Entries from a dataset
● ● ● ● ●

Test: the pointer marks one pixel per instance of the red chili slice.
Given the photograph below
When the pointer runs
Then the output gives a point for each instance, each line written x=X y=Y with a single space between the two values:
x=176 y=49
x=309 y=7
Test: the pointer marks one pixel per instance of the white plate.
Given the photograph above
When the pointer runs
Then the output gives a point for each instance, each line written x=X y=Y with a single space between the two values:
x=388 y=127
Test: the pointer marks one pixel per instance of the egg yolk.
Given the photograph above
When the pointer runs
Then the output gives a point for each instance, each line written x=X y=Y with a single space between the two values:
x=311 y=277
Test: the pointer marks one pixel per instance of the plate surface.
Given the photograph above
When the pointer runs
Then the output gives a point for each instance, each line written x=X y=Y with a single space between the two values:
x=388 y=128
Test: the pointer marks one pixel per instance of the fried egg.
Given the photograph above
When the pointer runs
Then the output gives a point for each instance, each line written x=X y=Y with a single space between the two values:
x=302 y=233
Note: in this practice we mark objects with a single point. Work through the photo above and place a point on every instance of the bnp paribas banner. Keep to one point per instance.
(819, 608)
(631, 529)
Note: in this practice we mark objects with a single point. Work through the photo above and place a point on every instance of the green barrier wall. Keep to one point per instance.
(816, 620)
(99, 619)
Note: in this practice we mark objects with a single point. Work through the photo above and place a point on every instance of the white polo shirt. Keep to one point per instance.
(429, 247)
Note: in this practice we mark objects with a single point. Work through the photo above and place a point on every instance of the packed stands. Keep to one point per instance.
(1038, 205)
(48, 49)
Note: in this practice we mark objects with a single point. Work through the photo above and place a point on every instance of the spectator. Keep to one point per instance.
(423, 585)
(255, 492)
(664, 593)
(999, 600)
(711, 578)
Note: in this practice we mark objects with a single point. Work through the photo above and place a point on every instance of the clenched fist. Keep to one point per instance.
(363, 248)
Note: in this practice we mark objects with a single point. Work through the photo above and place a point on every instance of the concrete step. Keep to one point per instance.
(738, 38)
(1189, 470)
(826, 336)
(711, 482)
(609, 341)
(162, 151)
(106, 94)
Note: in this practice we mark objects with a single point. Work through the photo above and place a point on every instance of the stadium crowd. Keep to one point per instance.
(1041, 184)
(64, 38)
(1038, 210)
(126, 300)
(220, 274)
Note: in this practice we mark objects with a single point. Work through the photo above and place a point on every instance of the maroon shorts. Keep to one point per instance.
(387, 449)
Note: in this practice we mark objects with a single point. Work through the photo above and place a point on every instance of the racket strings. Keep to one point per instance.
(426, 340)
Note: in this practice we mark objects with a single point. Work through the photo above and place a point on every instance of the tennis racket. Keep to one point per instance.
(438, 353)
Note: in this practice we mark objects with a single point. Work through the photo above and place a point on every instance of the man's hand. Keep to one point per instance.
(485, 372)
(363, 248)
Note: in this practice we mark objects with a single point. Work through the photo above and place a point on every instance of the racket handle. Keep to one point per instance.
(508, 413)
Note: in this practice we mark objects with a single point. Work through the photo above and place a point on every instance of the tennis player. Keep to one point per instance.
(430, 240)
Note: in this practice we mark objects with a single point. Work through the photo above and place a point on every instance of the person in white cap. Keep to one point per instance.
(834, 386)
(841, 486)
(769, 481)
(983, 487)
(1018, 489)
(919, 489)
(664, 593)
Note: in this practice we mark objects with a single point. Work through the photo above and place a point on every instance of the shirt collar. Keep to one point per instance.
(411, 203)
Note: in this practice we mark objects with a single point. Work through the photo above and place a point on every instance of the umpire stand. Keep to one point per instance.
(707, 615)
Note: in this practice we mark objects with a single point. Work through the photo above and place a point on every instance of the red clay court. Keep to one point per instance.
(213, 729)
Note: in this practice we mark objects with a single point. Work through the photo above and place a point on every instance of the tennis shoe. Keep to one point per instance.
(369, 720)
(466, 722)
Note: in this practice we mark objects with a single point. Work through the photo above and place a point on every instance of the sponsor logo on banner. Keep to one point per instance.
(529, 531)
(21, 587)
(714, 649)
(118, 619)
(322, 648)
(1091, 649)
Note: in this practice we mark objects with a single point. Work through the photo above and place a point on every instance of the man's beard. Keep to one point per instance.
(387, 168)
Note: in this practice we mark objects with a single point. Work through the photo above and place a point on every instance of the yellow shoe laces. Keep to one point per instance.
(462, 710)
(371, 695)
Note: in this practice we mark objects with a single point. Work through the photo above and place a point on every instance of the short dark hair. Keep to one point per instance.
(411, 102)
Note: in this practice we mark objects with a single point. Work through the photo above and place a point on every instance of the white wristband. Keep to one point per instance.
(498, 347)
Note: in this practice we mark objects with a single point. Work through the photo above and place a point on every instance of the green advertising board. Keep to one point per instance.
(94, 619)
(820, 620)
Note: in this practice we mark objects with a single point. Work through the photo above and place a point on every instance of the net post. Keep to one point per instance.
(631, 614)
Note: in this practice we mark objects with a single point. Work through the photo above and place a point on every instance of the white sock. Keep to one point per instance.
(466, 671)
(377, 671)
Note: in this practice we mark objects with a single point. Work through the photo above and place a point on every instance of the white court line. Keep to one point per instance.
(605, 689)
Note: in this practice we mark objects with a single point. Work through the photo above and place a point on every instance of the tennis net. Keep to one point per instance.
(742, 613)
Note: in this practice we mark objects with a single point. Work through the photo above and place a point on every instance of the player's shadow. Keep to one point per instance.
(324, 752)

● ● ● ● ●

Return every line of the entries above, copied without any change.

Test: the pointer marks one pixel per instance of the red chili slice.
Given the photograph below
When the pointer runs
Then the output gives a point for each instance, each line written x=X y=Y with a single space between the two values:
x=176 y=49
x=309 y=7
Test: the pointer marks one pixel per instance of the white plate.
Given the photograph above
When the pointer runs
Then the output gives a point for each instance, each line written x=X y=Y with a single space between the two values:
x=388 y=127
Test: the pointer marks one pixel per instance of the egg yolk.
Given the photograph above
When the pointer runs
Then the output gives a point for each instance, each line written x=X y=Y with a single space between the two values:
x=311 y=277
Test: the pointer marks one pixel per instance of the plate surface.
Given the photograph above
When the pointer runs
Then the output gives a point for each instance, each line written x=X y=Y with a single space between the two values:
x=388 y=128
Test: the pointer marks one pixel per instance of the fried egg.
Given the photograph above
When the pointer runs
Then the output gives a point for each instance, each line written x=X y=Y with a single space between the two values:
x=302 y=233
Note: in this practice we mark objects with a single point. Work through the photo above and place a point on every instance of the bnp paribas banner. Keep to one point per instance.
(819, 608)
(631, 529)
Note: in this practice we mark objects with a single point. Work through the photo above and place a point on every instance of the green barrier wall. Keep to one point per instance.
(816, 620)
(99, 619)
Note: in this practice we mark objects with a single point. Work through the photo above and place a point on every instance of the white polo shirt. Keep to one point per instance.
(429, 247)
Note: in this practice we mark objects with a single point. Work through the photo above and place a point on every instance of the packed stands. Keep to one point per instance.
(1038, 205)
(48, 49)
Note: in this practice we mark objects with a single point. Work through the photo above and place a point on every instance of the spectator. Keep to one point per instance.
(423, 585)
(255, 492)
(664, 593)
(999, 600)
(711, 578)
Note: in this practice we mark objects with a single point. Work through the photo above and place a point on every instance of the clenched fist. Keep to one point per instance.
(363, 248)
Note: in this practice we mark objects with a single point. Work through the photo above and place a point on every instance of the concrete step. Keep to one point per instance.
(738, 38)
(1189, 470)
(826, 336)
(711, 482)
(609, 341)
(162, 151)
(106, 94)
Note: in this practice we mark objects with a single point. Work through the photo above and place a point on every instance of the stadium crowd. Keep to one point per instance.
(1041, 184)
(64, 38)
(1038, 210)
(126, 300)
(220, 274)
Note: in this practice we mark objects with a single point. Work through the photo above and place a point on every instance of the maroon shorts. Keep to one point per instance.
(387, 449)
Note: in this practice we mark objects with a single point. Work through the photo above and place a point on every instance of the racket strings. Keep to one point per instance.
(426, 340)
Note: in this practice we mark objects with a single point. Work through the photo above and place a point on every instance of the tennis racket. Keep to one point per instance.
(438, 353)
Note: in this practice we mark objects with a single point. Work through the photo above and place a point on every instance of the man's hand. Keep to one point per instance.
(485, 372)
(363, 248)
Note: in this practice we mark objects with a single point. Work through the photo above and place a point on every instance of the racket handle. Keep to one point per instance.
(508, 413)
Note: in this practice we mark objects with a single point. Work through the photo above and place a point on every instance of the tennis player. Keep to one point per instance.
(430, 240)
Note: in this practice we mark objects with a single point. Work through the photo above and place a point on every instance of the person in white cap. Keep to one point per instance.
(834, 386)
(841, 486)
(769, 481)
(983, 487)
(1018, 489)
(919, 489)
(664, 593)
Note: in this practice we mark objects with a single point. Work through the photo above and place a point on every instance of the shirt collar. Keep to one point per instance.
(411, 203)
Note: in this practice we mark objects with a single point. Work through the photo above and place a point on every instance of the umpire stand. Keep to one point per instance.
(707, 615)
Note: in this practice we mark objects with a single point. Work through the photo above and place a point on every instance of the red clay court. Keep to one point per instance.
(213, 729)
Note: in this practice we mark objects with a single point. Work through the photo above and place a point on every instance of the tennis shoe. Keep to one point per instance.
(369, 720)
(466, 722)
Note: in this practice we mark objects with a single point. Work through the photo above and place a point on every instance of the sponsor logo on banner. Keep to one point per instance.
(529, 531)
(21, 587)
(714, 649)
(118, 619)
(322, 648)
(1091, 649)
Note: in this practice we mark objects with a single point. Work through the photo above and place a point on every instance of the man's beard. Keep to one point per instance.
(387, 168)
Note: in this practice we mark objects with a single point. Work through the photo above and place a point on every instance of the yellow shoe laces. Keep to one point per instance.
(462, 710)
(371, 695)
Note: in this practice we mark objects with a single point. Work through the photo above and place a point on every instance of the short dark hair. Keep to one point per instance.
(411, 102)
Note: in this practice we mark objects with a single point. Work through the photo above and place a point on every instance of the white wristband. Keep to one point per instance.
(498, 347)
Note: in this practice we mark objects with a single point. Work through the photo above and place a point on every instance of the green advertising board. Keep to one point per instance.
(94, 619)
(820, 620)
Note: in this practice we mark objects with a single point. Work through the photo above and place a point on every instance of the net post. Keep to one point per instance.
(631, 614)
Note: in this practice we mark objects with a single point. Work through the photo above and place a point on every instance of the white sock. Keep to one point per instance.
(466, 671)
(377, 671)
Note: in this practice we mark objects with a single point. Work through the photo above and place a point on every instance of the white court line. Keep to one point per instance.
(605, 689)
Note: in this practice we mark objects with a single point. Work through the photo above and place a point on every instance of the tennis net. Keep to one point per instance.
(742, 613)
Note: in this practice we mark objects with a single point. Work through the photo above and place a point on every instance of the player's shadow. Keep to one point per instance.
(324, 752)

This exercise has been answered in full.